# Opis zadania
W którym roku według poniższego fragmentu Jaruzelski zgodził się na reformę Wilczka?

___ Fragment

Zielona wsypa
dziennikzarazy/zielona-wsypa Napisał Jerzy Karwelis
16 listopada, wpis nr 1315
Właściwie to towarzyszył nam praktycznie od początku III RP. Ten wzrost gospodarczy. Jakoś tak przyzwyczailiśmy się do niego. A zdaje się, iż to mija i iż będziemy za nim tęsknili. Tak jak za Mickiewiczowskim zdrowiem – jak trzeba było je cenić, dbać o nie dowiadujemy się, kiedy je tracimy. Ciekawe, czy bezpowrotnie. Tam zaraz „ciekawie” – to tragiczne, iż musimy się nad tym zastanawiać! A to przecież kluczowe, żyliśmy z tego wzrostu, rosły nasze ambicje, aspiracje i marzenia. Teraz to paliwo tak ważnych rzeczy się wyczerpuje i chyba najwyższa pora, by zobaczyć czemu tak się dzieje, by – być może – zastanowić się jak temu ewentualnie zaradzić. Jak ze zdrowiem, którego się nie ceniło do czasy jego utraty, tak by zacząć już dbać o nie, gdy się je z trudem odbudowało.
Będziemy więc tu rozważać sprawę wzrostu gospodarczego, jego wahań, dynamiki, przyczyn jego przyspieszenia i spadku, ale w oddzieleniu dwóch rzeczy – koniunktury gospodarczej i organizacji państwa sprzyjającemu rozwojowi gospodarczemu. Nie pora tu i miejsce, by rozwikływać meandry gospodarki światowej, zwłaszcza, iż fenomen polskiego rozwoju opierał się międzynarodowym wahaniom koniunktury na tyle, iż mieliśmy praktycznie wzrost od samego początku III RP. A więc polski rozwój działał jakby obok, pomimo, co pokazuje jednak na pewien fenomen i pora go sobie tu wyjaśnić, by też widzieć wysadzenie jakich filarów tego wzrostu tworzy obecną sytuację osuwania się.
Wilczy kapitalizm
Na początku III RP mieliśmy do czynienia z dwoma zjawiskami, które uruchomiły polski potencjał gospodarczy. Były to ustawa Wilczka i reformy Balcerowicza. Ustawa Wilczka praktycznie odblokowywała wolność gospodarczą jeszcze w upadającym PRL-u, gdyż Jaruzelski z jednej strony odpuściłby wszystko, by wyjść z kryzysu kolejnych reform, z drugiej zaś strony musiał trzymać się swego ulubionego socjalizmu. Zgodził się więc w 1988 roku na reformę Wilczka, która wręcz przysłowiowo i wprost realizowała ideę „co nie jest zabronione jest dozwolone”. Nie zwierała więc słowa „socjalizm”, ale totalnie go zniosła. A ponieważ w socjalizmie wszystko było zabronione nie literalnie, tylko poprzez limitowanie dostępu do działalności gospodarczej, skoro ten jeden limit zniesiono wprowadzając zasadę, iż każdy może prowadzić działalność gospodarczą, to ta wolność wyszła na świat nieregulowanej w szczegółach gospodarki.

______
___ Lista rekordów

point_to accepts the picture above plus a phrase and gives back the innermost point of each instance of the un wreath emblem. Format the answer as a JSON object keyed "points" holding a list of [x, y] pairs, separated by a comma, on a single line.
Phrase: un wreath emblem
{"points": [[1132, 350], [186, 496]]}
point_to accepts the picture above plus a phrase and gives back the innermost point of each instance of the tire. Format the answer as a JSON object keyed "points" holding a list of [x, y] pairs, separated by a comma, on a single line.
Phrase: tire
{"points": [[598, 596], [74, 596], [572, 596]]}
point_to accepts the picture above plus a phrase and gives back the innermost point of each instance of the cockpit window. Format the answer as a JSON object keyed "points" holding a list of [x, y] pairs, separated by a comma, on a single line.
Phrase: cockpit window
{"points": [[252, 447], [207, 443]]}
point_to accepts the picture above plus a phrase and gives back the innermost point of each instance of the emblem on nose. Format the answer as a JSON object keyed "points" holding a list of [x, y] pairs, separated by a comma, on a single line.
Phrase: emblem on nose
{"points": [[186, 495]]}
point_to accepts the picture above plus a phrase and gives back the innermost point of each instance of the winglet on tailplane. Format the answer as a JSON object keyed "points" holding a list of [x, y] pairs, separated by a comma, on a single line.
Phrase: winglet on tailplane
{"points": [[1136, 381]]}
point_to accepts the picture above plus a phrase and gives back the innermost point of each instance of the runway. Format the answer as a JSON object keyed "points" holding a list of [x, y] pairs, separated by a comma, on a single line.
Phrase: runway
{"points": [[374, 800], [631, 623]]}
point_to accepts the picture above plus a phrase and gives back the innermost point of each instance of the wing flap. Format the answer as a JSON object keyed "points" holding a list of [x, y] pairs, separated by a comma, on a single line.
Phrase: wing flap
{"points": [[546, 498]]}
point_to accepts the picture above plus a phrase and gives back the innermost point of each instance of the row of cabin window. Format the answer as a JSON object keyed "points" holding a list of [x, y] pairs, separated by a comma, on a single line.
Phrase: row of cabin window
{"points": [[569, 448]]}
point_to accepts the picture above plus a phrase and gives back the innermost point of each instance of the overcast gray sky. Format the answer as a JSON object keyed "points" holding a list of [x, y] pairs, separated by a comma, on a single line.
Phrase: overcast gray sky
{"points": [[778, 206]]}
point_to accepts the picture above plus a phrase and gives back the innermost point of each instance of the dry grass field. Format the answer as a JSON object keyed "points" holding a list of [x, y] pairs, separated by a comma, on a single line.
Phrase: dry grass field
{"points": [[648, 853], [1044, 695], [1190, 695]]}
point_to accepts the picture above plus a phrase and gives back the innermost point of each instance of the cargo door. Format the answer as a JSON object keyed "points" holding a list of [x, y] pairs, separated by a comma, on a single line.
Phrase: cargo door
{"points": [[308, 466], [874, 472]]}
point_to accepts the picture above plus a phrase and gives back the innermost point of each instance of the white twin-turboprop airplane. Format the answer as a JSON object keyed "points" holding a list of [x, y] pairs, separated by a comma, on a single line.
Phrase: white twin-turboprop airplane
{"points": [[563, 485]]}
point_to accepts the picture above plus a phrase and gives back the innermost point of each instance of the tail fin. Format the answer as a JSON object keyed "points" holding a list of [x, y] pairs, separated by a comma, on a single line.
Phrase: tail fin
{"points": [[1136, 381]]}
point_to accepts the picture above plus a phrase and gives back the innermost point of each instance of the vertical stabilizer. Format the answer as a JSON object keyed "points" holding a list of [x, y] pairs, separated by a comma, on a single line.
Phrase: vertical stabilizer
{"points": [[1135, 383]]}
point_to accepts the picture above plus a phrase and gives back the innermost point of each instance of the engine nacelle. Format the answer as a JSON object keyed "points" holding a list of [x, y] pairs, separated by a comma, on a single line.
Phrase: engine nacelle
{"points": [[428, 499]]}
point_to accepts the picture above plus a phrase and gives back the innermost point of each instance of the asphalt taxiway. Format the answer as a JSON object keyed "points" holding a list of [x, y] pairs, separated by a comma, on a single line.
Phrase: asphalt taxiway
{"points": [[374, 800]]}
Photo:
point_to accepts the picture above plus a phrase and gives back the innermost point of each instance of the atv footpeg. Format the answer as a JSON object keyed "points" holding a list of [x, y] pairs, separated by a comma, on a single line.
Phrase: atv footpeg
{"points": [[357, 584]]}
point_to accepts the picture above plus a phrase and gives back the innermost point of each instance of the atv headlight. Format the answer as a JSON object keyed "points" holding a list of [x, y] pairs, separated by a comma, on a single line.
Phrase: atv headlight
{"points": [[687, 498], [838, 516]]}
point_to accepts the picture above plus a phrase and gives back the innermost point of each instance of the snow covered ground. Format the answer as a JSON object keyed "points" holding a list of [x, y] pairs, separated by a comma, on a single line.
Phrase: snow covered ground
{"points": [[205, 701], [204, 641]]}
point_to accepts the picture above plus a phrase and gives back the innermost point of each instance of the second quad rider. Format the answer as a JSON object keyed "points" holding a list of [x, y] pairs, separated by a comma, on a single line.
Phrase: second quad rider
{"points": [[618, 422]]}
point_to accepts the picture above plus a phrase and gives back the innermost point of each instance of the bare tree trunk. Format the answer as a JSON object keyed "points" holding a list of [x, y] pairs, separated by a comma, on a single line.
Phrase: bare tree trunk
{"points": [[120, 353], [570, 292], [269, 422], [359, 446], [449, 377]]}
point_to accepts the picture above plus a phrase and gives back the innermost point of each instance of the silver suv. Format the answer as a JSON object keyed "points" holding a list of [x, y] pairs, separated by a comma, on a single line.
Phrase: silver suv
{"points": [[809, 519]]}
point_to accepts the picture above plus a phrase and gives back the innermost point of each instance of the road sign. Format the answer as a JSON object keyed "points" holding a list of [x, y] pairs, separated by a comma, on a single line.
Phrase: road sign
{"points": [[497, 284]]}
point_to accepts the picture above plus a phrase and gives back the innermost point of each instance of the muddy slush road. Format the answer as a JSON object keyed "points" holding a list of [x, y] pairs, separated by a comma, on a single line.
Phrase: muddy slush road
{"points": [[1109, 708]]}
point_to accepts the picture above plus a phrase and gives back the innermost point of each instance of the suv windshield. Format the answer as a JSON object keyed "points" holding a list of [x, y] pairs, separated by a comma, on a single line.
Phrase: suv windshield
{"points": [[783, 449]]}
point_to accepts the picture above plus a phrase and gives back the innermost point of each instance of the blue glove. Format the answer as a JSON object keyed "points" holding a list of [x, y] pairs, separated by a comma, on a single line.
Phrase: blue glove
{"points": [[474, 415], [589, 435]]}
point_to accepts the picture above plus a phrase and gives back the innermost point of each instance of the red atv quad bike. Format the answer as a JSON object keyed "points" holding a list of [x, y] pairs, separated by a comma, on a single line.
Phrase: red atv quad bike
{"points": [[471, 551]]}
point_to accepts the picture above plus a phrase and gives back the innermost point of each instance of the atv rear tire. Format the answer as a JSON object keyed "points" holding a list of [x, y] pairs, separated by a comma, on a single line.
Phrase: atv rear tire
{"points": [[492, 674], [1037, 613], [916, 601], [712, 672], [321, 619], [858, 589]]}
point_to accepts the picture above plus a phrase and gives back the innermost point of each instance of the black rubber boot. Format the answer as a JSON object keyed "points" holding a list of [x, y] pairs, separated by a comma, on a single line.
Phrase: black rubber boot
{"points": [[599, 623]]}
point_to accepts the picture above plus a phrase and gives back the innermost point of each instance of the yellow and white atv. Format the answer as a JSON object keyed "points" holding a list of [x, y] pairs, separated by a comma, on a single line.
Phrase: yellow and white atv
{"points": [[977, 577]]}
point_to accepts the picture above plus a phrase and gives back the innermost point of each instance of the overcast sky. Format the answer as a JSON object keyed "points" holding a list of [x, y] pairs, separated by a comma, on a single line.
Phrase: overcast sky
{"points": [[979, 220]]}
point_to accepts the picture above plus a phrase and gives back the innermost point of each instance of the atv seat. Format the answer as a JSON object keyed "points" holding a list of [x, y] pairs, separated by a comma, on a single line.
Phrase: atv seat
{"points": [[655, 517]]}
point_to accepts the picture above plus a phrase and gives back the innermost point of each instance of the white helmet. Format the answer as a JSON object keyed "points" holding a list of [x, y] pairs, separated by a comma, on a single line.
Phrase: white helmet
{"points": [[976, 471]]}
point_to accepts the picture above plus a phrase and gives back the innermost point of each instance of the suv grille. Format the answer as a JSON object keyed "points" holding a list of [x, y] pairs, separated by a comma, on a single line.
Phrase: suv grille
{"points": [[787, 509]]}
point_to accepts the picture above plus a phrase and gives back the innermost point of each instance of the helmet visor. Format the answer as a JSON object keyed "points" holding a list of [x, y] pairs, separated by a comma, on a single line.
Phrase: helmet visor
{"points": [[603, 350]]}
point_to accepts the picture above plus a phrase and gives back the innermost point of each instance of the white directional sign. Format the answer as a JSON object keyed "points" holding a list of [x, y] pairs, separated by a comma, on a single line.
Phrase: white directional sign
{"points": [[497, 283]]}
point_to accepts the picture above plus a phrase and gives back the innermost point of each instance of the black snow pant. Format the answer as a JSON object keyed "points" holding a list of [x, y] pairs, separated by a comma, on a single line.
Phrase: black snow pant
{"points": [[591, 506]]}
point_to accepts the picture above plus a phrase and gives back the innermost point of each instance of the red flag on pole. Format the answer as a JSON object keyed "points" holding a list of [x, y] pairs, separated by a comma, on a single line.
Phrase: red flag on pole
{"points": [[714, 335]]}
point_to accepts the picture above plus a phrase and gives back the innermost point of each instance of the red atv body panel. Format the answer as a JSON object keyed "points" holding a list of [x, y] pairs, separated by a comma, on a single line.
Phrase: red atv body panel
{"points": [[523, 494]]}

______

# Wynik zadania
W 1988 roku.